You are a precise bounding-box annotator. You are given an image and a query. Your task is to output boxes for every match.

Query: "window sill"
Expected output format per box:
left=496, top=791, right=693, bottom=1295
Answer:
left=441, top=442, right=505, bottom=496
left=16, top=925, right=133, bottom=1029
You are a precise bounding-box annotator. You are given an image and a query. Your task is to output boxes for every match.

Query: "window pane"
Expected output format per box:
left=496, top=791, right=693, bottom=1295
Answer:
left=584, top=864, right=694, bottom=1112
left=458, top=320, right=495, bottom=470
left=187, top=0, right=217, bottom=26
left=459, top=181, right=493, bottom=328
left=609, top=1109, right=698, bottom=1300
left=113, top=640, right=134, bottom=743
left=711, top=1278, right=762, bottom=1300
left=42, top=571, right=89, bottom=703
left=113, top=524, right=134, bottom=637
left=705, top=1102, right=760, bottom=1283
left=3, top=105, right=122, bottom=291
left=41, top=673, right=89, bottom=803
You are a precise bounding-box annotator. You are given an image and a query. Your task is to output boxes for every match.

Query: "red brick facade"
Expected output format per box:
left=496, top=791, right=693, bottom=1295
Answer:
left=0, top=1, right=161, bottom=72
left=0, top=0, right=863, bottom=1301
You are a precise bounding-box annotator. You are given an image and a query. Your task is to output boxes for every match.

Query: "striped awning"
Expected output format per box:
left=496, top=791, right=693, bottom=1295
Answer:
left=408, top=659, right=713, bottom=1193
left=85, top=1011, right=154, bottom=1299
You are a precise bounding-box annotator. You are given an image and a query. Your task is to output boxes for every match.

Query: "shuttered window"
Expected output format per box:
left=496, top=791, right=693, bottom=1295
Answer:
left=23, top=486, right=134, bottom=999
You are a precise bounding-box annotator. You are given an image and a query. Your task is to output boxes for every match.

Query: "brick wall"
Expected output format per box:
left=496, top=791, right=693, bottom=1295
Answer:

##########

=== Exercise goal ===
Output the listing exactly. Leave no line out.

=== Response for this exercise ===
You are a precise bounding-box annotator. You are given an image and a query. Your task is to output boxes for every match.

Query: "window sill"
Expected output format per box:
left=496, top=791, right=693, bottom=1295
Answer:
left=441, top=442, right=505, bottom=496
left=16, top=925, right=133, bottom=1029
You are a precise bounding-box annotator. You are given an image and a query. Your task is to output boxes for every match.

Query: "window pane"
Expected output format per box:
left=496, top=791, right=693, bottom=1295
Answer:
left=584, top=864, right=694, bottom=1112
left=458, top=320, right=495, bottom=470
left=187, top=0, right=217, bottom=26
left=459, top=181, right=493, bottom=328
left=609, top=1109, right=698, bottom=1300
left=113, top=640, right=134, bottom=743
left=711, top=1278, right=762, bottom=1300
left=42, top=571, right=89, bottom=703
left=113, top=524, right=134, bottom=637
left=705, top=1102, right=760, bottom=1283
left=3, top=105, right=122, bottom=291
left=41, top=673, right=89, bottom=803
You are a precise bounding-box annotator. You are given an image and a query. Your task is to output boxes for every match.

Query: "red brick facade"
Expected output format per box:
left=496, top=791, right=693, bottom=1295
Answer:
left=0, top=1, right=161, bottom=72
left=0, top=0, right=863, bottom=1301
You are a precise bounding-box annotator. You are given an image and a query. Your task is to output boxes for every match.

Query: "striped awning"
Expected output format per box:
left=496, top=791, right=693, bottom=1295
Answer:
left=408, top=659, right=713, bottom=1193
left=85, top=1011, right=154, bottom=1299
You are a precise bounding-box annotator. You are given an image and a query. Your task is to output boxes for every match.

Query: "shuttered window"
Expected output format per box:
left=496, top=791, right=693, bottom=1295
Answer:
left=23, top=486, right=134, bottom=999
You are a precise bounding-box annotator. You are given an image and a query. Your task is to output boxes for every match.

Query: "brick wall"
Expected output format per box:
left=496, top=791, right=693, bottom=1295
Answer:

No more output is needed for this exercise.